## Task brief
Write out each line that follows exactly as it stands, without the pictures.

## Data in this exercise
● ● ● ● ●
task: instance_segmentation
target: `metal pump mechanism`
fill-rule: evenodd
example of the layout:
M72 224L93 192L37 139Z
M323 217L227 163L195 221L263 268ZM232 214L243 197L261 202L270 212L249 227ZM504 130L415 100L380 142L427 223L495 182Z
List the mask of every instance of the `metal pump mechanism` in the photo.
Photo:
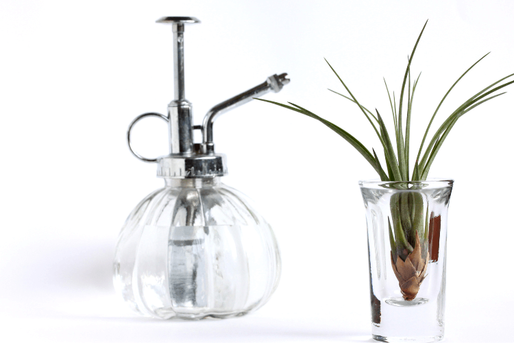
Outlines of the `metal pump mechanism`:
M173 32L173 73L175 100L168 105L168 115L145 113L136 117L129 126L127 140L134 155L145 162L156 162L157 175L167 178L205 178L221 176L227 173L226 157L215 153L212 125L223 113L273 91L279 92L289 83L286 73L273 75L265 82L212 108L201 125L193 125L193 106L186 99L184 77L184 27L185 24L200 23L192 16L165 16L157 23L171 24ZM158 117L169 126L169 155L147 158L133 149L130 132L134 125L146 117ZM193 130L200 130L202 143L193 141Z

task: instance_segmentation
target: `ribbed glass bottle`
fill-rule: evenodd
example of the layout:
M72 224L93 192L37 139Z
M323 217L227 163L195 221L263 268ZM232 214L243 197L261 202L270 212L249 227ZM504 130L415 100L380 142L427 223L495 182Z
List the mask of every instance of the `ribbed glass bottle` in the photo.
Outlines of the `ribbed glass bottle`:
M219 177L164 180L121 230L117 292L135 311L163 319L223 318L264 305L280 275L269 225Z

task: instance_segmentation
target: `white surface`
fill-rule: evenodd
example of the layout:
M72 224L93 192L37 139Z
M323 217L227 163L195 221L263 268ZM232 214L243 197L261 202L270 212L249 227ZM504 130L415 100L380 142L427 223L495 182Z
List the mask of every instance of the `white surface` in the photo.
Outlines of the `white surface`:
M162 185L155 166L134 158L125 143L135 116L164 113L172 99L171 29L154 24L159 17L202 21L186 32L186 96L197 123L215 104L285 71L291 83L267 99L316 109L376 148L358 108L326 91L343 88L323 58L365 106L389 113L382 78L397 94L426 19L413 65L415 73L423 71L413 146L446 90L483 54L493 51L455 88L437 127L459 102L513 72L514 3L506 1L2 0L1 6L3 342L370 340L356 182L374 172L322 125L257 102L220 119L215 139L228 156L225 183L260 204L279 240L282 277L269 303L241 318L188 322L140 318L117 300L110 274L119 228ZM507 91L459 121L430 172L456 181L447 342L513 341L514 97L513 87ZM139 131L141 149L166 153L164 126L149 123ZM317 174L304 172L310 164Z

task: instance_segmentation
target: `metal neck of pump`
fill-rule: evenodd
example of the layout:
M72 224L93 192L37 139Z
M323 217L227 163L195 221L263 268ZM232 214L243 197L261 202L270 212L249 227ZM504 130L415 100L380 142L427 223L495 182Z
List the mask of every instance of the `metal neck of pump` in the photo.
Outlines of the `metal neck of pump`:
M157 23L171 24L173 27L175 99L168 105L167 117L154 113L140 115L132 121L127 132L130 151L136 157L145 162L156 162L158 176L167 180L209 179L226 174L226 157L222 154L215 154L212 126L216 119L220 115L245 104L254 97L260 97L269 91L278 92L284 84L289 82L285 73L273 75L263 83L215 106L206 115L202 125L193 126L193 106L186 99L184 29L185 24L199 22L200 21L192 16L166 16L157 21ZM168 121L169 155L148 158L132 149L130 142L131 130L136 123L147 117L157 117ZM193 129L201 131L201 144L195 144L193 141Z
M186 99L184 73L184 27L199 23L193 17L167 16L158 23L170 23L173 32L173 93L175 99L168 105L169 153L193 154L193 106Z

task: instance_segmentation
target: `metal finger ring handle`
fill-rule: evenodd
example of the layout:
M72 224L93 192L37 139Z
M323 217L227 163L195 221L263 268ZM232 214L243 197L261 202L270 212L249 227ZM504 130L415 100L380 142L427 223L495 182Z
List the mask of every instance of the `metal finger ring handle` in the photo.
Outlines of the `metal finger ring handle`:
● ● ● ● ●
## Result for this exercise
task: instance_segmentation
target: `metal pump mechanism`
fill-rule: evenodd
example of the layout:
M72 224L93 192L37 139Z
M323 217L227 163L195 221L263 268ZM232 214L243 197L261 202L270 212L249 227ZM504 130L415 100L380 142L427 223L495 182Z
List the mask of every instance of the `metal pump mechanism` in the photo.
Photo:
Outlines of the `metal pump mechanism`:
M173 32L173 73L175 100L168 105L168 115L145 113L136 117L129 126L127 140L134 155L145 162L156 162L157 175L167 178L205 178L221 176L227 173L226 157L215 153L212 125L223 113L273 91L279 92L289 83L286 73L273 75L265 82L212 108L201 125L193 125L193 106L186 99L184 77L184 27L185 24L200 23L192 16L165 16L157 23L171 24ZM158 117L169 126L169 155L147 158L133 149L130 132L134 125L146 117ZM193 130L200 130L202 143L193 141Z

task: instance_segmentation
target: `ribbed glass bottle`
fill-rule: evenodd
example of the layout:
M72 224L93 192L37 139Z
M323 217L227 163L195 221L263 268ZM232 214L243 197L261 202L270 212L249 227ZM504 130L415 100L380 142L427 223L495 182Z
List the mask of every instance of the `ribbed glass bottle` in the photo.
Outlines of the `ribbed glass bottle`:
M219 177L164 180L121 230L117 292L135 311L163 319L223 318L264 305L280 275L269 225Z

task: instance_segmentation
target: `white surface`
fill-rule: evenodd
example of the layout:
M72 224L93 192L37 139Z
M323 217L227 163L195 221L263 268ZM232 214L243 197L261 202L270 212L249 227ZM504 130L415 100L380 142L427 223L495 182Z
List the mask of every instance of the `white surface` in the photo.
Outlines of the `white surface`:
M162 185L155 166L134 158L125 143L135 116L164 113L172 99L171 29L154 24L159 17L202 21L186 32L186 96L197 123L215 104L285 71L291 83L267 99L316 109L376 148L358 108L326 91L343 88L323 58L365 106L389 113L382 78L397 94L426 19L413 65L415 73L423 71L413 146L446 90L483 54L493 51L455 88L437 127L459 102L513 72L514 3L506 1L2 0L1 6L3 342L370 340L356 182L374 172L322 125L257 102L220 119L215 139L228 156L225 183L260 204L279 240L282 277L269 303L241 318L188 322L140 318L117 300L110 274L119 228ZM507 91L459 121L430 172L456 181L447 342L513 341L514 97L513 87ZM139 131L141 149L166 153L164 126L149 123ZM317 174L304 172L310 164Z

task: instance_segmentation
target: `metal neck of pump`
fill-rule: evenodd
example of the layout:
M72 224L93 192L37 139Z
M323 217L227 163L195 221L263 268ZM232 214L243 197L261 202L270 212L249 227ZM504 130L415 100L380 142L427 223L495 182Z
List the mask of every instance of the `metal neck of pump` in the photo.
Outlines of the `metal neck of pump`:
M157 23L171 24L173 27L175 99L168 105L167 117L154 113L140 115L132 121L127 132L130 151L136 157L145 162L156 162L158 176L167 180L209 179L226 174L226 157L222 154L215 154L212 126L216 119L220 115L245 104L254 97L260 97L269 91L278 92L284 84L289 82L285 73L273 75L263 83L215 106L206 115L202 125L193 126L193 106L186 99L184 29L185 24L199 22L200 21L192 16L166 16L157 21ZM168 121L169 155L148 158L132 149L130 142L131 130L136 123L147 117L157 117ZM193 129L201 131L201 144L195 144L193 141Z
M186 99L184 73L184 27L199 23L193 17L167 16L158 23L170 23L173 32L173 93L175 99L168 105L169 153L193 154L193 106Z

task: instance_segmentation
target: `metal finger ring handle`
fill-rule: evenodd
example of the layout:
M72 224L93 192L37 139Z
M323 217L227 163L195 221L263 268ZM232 214L243 197L261 202L270 212L249 227ZM504 130L415 100L380 142L427 223L495 182Z
List the mask of every instance of the `metal finger ring handle` in the photo.
Outlines of the `metal finger ring handle`:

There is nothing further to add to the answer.